Given data below:

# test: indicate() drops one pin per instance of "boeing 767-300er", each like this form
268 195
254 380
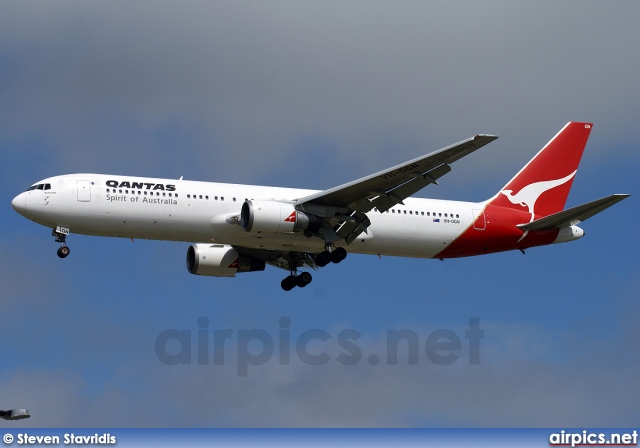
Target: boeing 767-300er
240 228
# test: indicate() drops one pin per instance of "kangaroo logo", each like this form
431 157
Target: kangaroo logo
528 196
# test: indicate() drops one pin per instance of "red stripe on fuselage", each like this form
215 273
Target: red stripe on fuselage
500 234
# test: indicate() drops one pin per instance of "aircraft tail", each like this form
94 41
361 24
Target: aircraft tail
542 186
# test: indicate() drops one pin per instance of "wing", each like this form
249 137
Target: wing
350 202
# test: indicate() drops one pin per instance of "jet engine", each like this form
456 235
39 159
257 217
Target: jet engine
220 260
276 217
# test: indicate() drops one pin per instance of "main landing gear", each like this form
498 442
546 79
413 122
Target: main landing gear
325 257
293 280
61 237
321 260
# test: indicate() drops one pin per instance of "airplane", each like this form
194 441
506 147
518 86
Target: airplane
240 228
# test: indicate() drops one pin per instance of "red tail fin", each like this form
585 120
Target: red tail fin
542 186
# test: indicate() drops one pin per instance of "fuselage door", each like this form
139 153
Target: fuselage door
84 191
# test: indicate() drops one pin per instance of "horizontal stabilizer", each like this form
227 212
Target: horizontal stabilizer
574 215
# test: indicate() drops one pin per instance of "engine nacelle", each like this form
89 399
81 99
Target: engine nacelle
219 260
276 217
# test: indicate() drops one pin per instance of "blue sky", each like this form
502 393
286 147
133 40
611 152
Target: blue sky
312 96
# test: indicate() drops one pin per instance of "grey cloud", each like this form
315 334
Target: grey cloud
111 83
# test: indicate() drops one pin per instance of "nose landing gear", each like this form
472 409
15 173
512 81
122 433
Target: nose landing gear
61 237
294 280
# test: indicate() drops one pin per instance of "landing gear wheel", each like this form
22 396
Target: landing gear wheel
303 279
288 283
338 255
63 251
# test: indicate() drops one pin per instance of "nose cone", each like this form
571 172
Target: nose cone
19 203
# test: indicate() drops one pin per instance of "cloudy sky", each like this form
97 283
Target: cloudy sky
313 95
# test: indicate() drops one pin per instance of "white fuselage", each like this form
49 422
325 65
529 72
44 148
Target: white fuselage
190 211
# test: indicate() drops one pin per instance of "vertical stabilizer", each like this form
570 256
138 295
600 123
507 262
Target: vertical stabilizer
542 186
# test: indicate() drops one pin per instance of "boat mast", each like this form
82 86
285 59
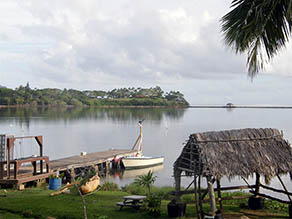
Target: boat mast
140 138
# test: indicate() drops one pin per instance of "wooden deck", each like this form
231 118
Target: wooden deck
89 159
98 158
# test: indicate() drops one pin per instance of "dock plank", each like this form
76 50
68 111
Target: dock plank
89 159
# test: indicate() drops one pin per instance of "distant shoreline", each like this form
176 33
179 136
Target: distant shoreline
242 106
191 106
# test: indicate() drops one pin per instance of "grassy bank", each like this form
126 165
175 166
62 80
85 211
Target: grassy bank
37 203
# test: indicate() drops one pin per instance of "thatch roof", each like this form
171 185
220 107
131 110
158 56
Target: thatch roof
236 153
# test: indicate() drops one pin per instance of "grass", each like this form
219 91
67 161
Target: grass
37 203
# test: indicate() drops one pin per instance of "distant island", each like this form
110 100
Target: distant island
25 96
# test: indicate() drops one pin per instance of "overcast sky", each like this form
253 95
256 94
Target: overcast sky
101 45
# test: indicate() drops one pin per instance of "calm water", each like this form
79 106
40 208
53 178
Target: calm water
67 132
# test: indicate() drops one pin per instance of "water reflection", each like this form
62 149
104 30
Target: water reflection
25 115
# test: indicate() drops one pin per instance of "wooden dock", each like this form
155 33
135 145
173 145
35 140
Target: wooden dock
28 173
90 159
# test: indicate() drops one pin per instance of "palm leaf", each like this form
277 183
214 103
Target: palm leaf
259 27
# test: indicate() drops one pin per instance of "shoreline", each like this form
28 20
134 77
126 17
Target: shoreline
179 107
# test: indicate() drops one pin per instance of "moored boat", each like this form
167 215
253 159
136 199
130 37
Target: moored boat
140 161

End of Given data.

What the exercise asks:
Should a picture appear among the entries, skip it and copy the rest exactly.

Response for this exercise:
# test: indicate() drops one pin per instance of "boeing 767-300er", each like this form
268 195
254 380
Target: boeing 767-300er
240 228
# test: indicate() drops one pin per instance of "kangaroo logo", each like this form
431 157
Target: kangaroo logo
528 196
# test: indicate() drops one pin per instance of "red stripe on fuselage", each like this form
215 273
Target: red stripe on fuselage
500 234
# test: indicate() drops one pin per instance of "aircraft tail", each like this form
94 41
361 24
Target: aircraft tail
542 186
# test: indicate() drops one pin per instance of "wing", each like this form
249 137
Target: wing
350 202
# test: indicate() drops one pin per instance of "jet engine", each like this form
456 235
39 159
257 217
Target: jet engine
220 260
276 217
# test: indicate() drops one pin per instance of "main landing gear", each like this form
498 442
546 79
413 122
Target: main landing gear
325 257
293 280
61 237
321 260
# test: indicate() drops one pin per instance of "airplane", each like this form
194 441
506 147
518 86
Target: airplane
240 228
# test: indicate() drops one pin per instance of "red tail fin", each like this form
585 120
Target: red tail fin
542 186
# test: indicate() drops one pin per instance of "fuselage door", each like this form
139 153
Target: fuselage door
84 191
# test: indicate() drops one pin per instance of "horizontal stabilizer", each like this form
227 212
Target: horizontal stabilizer
574 215
# test: indicate() drops one pin per instance of "engine nacelle", each like this form
89 399
81 99
Target: engine nacelle
219 260
276 217
# test: indicate() drops one pin per instance of "blue sky", each like this form
502 393
286 147
133 40
611 152
Target: blue sky
312 96
# test: indicate() drops one pin per instance of "grey cloud", each like this form
315 334
Target: grey cloud
111 83
# test: indicate() drops one pin per instance of "nose landing gear", each like this form
472 409
15 173
512 81
122 433
Target: nose landing gear
61 237
294 280
# test: indicate() drops one pin per instance of "landing gear wheel", each like this form
22 396
Target: landing gear wheel
303 279
288 283
338 255
63 251
# test: indicate() drops one pin per instance of "nose cone", each like this form
571 172
Target: nose cone
19 203
# test: indicate() drops one pin per instance of "cloudy sky", each like this form
97 283
Target: cloudy sky
313 95
# test: indicate() drops one pin per instance of "white fuselage", each like this form
49 422
325 65
529 72
44 148
Target: white fuselage
190 211
# test: indicate() drops one pin per instance of "vertical stabilizer", each like this form
570 256
138 295
600 123
507 262
Target: vertical stabilizer
542 186
# test: indicate() drops one pin per instance of "boat mast", each like this form
82 86
285 59
Target: boat mast
140 138
# test: indicate() drops one pin per instance of "wooden deck", each like this form
231 118
Target: wooden deck
89 159
98 158
# test: indicate() drops one pin per instance of "dock plank", each like this form
76 50
68 111
Target: dock plank
89 159
# test: indicate() drops one pin per instance of "distant shoreline", each like this form
176 33
179 136
Target: distant shoreline
242 106
191 106
# test: indicate() drops one pin per instance of "grassy bank", each like this form
126 165
175 166
62 80
85 211
Target: grassy bank
37 203
# test: indicate() drops one pin per instance of "thatch roof", each like this form
171 185
220 107
131 110
158 56
Target: thatch roof
236 153
# test: indicate() drops one pin per instance of "grass", each like this form
219 91
67 161
Target: grass
37 203
# test: indicate() drops one pin per instance of "distant island", each like this form
110 100
Target: distant island
25 96
# test: indicate() drops one pin per instance of "overcast sky", each like this form
253 95
256 94
Target: overcast sky
101 45
# test: indicate() drops one pin per instance of "calm water", each like this form
79 106
40 208
53 178
Target: calm water
67 132
# test: indicate() drops one pin per instance of "water reflection", each like this form
62 149
104 30
Target: water reflection
25 115
# test: indicate() drops one pin per instance of "wooden dock", each like this form
155 33
135 145
173 145
35 140
Target: wooden dock
28 173
90 159
# test: indicate() drops one pin per instance of "palm leaf", each like this form
277 183
214 103
Target: palm leaf
259 27
# test: indicate() drops one pin per instance of "shoreline", each like this form
28 20
134 77
126 17
Target: shoreline
179 107
# test: indicate() drops one pin per instance of "moored boat", each like this form
167 215
253 159
136 199
130 37
Target: moored boat
140 161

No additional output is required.